→ **DIRECTIONS**: Can you quote the lines below exactly, starting at the line with "task | indicate the white snow" and going through the last one?

──────────────────────────────

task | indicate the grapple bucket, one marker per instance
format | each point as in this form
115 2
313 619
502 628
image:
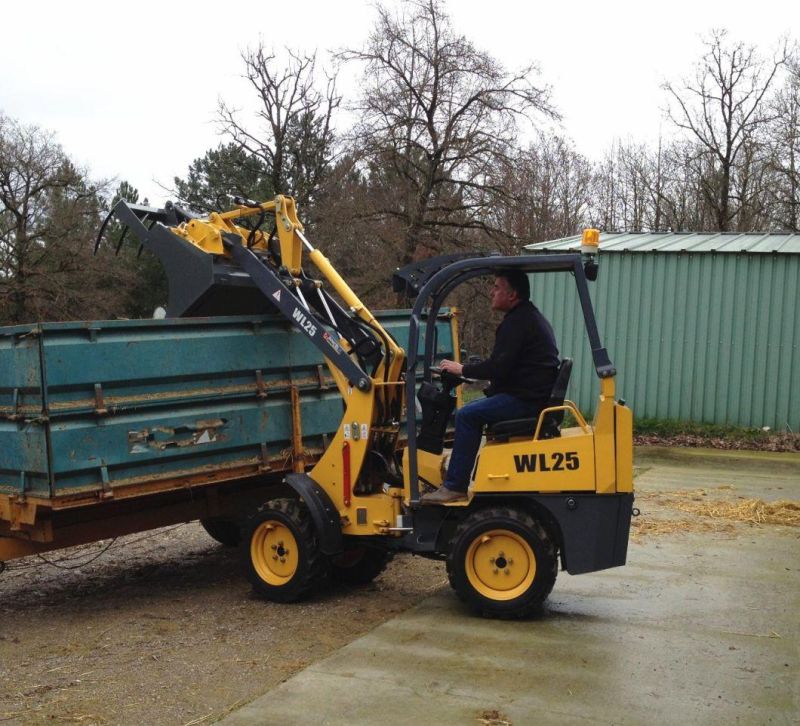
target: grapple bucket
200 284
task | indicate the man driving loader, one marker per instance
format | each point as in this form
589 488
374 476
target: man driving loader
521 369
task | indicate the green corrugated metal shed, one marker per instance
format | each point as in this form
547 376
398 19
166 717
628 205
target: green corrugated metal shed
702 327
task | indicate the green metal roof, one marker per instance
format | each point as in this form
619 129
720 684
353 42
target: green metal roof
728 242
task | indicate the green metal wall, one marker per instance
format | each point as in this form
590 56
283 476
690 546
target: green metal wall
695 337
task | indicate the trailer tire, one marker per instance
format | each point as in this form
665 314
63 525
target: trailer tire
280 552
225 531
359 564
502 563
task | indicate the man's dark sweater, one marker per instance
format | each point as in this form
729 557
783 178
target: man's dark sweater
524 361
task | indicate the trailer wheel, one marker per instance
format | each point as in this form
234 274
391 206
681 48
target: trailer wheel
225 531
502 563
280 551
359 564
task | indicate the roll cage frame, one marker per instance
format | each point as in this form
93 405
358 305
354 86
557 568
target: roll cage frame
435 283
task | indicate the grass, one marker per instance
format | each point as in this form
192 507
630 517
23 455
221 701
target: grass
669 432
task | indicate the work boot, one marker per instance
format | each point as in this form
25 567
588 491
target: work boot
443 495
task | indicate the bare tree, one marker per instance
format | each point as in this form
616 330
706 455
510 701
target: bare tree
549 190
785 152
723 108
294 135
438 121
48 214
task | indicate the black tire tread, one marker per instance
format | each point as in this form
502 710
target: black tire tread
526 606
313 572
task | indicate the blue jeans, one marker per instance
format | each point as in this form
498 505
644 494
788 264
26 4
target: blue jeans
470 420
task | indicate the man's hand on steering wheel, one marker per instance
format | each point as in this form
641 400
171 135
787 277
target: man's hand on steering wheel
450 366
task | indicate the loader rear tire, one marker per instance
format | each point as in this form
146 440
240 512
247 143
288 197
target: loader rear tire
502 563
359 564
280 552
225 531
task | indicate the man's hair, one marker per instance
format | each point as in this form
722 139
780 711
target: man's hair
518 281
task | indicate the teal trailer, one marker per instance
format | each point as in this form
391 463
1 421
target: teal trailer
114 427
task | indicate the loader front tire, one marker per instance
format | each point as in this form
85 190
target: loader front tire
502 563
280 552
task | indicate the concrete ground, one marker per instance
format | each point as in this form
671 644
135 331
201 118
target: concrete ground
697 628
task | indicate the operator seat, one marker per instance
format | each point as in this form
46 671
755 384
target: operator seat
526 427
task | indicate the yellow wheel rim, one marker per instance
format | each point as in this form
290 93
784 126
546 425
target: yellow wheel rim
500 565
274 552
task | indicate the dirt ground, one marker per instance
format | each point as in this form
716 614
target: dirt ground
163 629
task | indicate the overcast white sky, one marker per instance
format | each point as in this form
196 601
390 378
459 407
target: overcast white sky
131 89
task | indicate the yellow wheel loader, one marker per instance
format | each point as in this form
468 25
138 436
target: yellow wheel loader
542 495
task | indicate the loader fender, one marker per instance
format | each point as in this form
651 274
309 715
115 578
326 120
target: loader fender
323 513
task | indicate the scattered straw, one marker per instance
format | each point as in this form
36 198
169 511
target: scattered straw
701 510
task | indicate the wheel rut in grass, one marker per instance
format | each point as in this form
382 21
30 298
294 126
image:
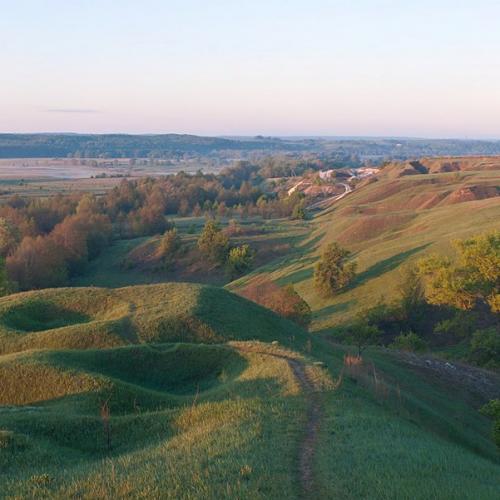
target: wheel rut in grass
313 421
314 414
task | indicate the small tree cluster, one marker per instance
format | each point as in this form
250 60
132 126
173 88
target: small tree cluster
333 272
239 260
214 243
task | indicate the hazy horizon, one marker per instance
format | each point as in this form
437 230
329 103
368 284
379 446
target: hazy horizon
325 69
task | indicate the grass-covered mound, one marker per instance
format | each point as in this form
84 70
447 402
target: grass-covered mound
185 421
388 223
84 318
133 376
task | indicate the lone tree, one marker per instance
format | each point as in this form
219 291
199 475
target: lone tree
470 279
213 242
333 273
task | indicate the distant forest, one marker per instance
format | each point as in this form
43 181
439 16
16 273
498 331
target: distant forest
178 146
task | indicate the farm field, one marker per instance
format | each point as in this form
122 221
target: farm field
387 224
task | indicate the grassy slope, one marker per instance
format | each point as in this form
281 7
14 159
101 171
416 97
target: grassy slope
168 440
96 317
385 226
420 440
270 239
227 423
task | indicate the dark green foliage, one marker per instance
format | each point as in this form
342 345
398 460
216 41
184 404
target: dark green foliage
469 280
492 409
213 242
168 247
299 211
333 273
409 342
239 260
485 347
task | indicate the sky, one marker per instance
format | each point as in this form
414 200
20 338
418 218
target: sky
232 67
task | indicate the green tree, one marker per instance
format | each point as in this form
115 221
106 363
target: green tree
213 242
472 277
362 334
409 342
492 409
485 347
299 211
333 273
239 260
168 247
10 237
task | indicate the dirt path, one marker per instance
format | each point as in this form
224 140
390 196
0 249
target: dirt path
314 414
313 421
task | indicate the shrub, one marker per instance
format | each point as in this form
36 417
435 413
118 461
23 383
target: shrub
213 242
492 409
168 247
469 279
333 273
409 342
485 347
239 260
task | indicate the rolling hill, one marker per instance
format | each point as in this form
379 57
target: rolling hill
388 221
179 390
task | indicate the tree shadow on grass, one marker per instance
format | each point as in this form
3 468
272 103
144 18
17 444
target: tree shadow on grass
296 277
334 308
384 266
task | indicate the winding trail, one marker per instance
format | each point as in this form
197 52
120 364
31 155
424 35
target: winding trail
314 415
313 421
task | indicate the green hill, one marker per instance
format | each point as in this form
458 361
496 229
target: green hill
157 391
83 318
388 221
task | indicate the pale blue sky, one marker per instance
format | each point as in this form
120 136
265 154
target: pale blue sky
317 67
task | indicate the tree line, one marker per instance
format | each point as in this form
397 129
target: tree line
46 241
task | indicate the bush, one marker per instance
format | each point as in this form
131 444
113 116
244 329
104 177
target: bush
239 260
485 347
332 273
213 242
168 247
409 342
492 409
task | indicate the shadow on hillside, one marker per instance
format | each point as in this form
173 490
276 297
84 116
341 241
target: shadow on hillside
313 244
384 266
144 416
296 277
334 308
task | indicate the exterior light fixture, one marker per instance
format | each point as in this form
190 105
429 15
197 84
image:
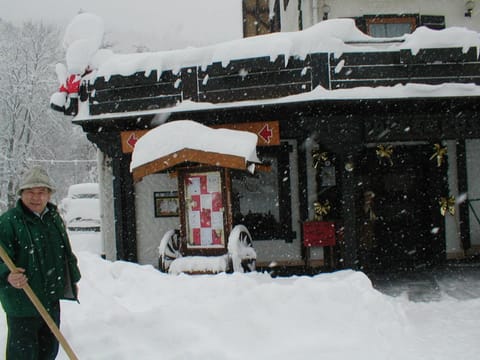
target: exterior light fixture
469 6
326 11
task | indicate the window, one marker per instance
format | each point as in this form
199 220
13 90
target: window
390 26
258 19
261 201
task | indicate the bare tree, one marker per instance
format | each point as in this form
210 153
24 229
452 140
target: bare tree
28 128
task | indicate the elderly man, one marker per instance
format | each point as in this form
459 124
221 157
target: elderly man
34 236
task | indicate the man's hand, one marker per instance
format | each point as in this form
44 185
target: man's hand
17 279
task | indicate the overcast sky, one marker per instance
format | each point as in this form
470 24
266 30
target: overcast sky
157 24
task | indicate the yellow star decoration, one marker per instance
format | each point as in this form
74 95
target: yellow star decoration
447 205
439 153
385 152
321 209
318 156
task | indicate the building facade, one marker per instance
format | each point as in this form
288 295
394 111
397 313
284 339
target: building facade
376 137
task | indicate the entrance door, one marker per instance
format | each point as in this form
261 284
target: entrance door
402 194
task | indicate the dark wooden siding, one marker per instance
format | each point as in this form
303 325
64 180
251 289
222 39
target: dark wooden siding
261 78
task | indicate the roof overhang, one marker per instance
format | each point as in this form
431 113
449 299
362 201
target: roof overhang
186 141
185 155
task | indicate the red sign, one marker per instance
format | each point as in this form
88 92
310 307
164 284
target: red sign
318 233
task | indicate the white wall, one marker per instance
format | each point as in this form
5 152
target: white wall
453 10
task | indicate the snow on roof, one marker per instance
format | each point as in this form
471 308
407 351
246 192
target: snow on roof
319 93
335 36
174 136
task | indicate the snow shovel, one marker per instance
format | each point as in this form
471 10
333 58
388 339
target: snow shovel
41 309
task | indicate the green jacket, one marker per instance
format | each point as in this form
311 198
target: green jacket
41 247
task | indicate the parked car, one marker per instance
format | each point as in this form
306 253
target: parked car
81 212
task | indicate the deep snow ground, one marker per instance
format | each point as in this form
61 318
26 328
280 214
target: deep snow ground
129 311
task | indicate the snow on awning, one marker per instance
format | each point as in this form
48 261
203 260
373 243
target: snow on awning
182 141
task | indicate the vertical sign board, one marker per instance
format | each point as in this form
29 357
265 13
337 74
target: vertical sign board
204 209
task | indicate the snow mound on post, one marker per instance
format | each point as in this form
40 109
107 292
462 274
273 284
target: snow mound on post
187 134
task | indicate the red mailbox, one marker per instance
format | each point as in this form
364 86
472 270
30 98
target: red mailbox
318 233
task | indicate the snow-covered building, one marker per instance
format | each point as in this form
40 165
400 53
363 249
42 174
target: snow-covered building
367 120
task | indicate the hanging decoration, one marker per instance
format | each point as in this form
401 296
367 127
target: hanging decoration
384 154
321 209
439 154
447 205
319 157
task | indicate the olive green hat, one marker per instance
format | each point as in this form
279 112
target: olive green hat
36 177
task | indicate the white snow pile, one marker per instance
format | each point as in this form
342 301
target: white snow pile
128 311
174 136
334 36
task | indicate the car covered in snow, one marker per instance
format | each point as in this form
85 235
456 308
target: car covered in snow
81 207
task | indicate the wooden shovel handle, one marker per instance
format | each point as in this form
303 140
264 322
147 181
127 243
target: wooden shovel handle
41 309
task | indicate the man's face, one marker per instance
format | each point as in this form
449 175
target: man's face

──────────────────────────────

→ **RESULT OF THIS TASK**:
task | indicate the white snow pile, one marker per instance
format | each point as in this form
342 301
target: white snow pile
128 311
174 136
334 36
task | indicate the car covered in snow, one marker per instance
format | each point as in this form
85 235
456 308
target: car covered in snow
81 207
task | indicate the wooden shovel handle, one marker per instance
format | each point as in this form
303 140
264 322
147 181
127 243
target: wooden shovel handle
41 309
task | indicate the man's face, one marker per instance
format | each point as in this form
449 175
target: man's face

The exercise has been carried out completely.